▶ INPUT FOR THIS TASK:
_ _ _

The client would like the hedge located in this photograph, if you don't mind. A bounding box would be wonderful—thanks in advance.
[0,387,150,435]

_ _ _

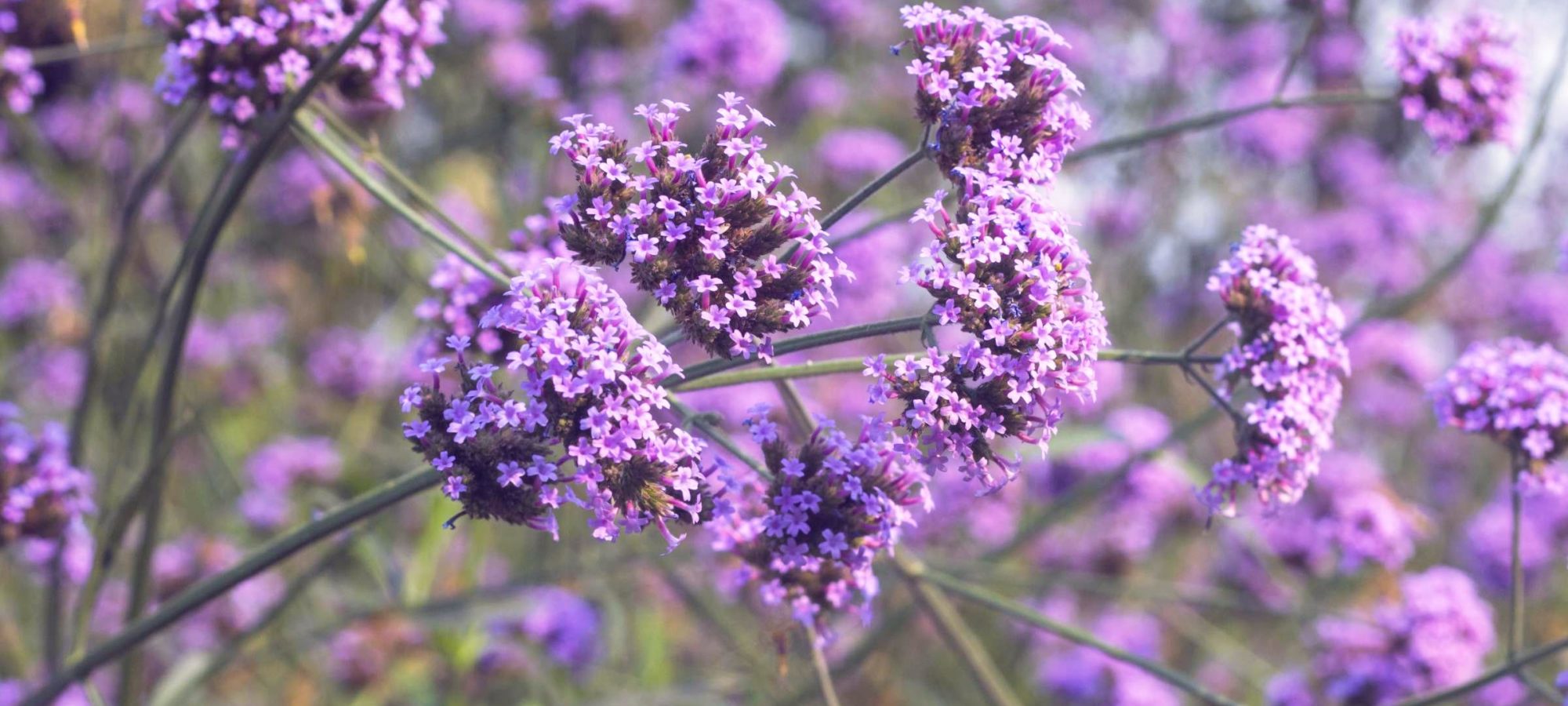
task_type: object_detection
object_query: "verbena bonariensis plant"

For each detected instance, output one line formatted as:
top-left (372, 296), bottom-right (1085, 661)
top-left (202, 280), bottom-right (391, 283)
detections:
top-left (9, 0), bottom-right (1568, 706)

_ _ _

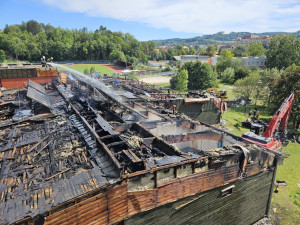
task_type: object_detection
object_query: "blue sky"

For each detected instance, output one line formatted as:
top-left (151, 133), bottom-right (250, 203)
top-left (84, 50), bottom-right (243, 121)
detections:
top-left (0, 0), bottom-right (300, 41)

_ _ _

▶ YOUR INSTRUCTIONS:
Retype everything in the entries above from the line containing "The client would" down to the line containing "[0,387,150,435]", both included.

▶ FULL OUTPUT:
The client would like the hedge located in this photograph, if you don't mind. A bounding box would be wonderful—thanks in advance.
[0,387,150,435]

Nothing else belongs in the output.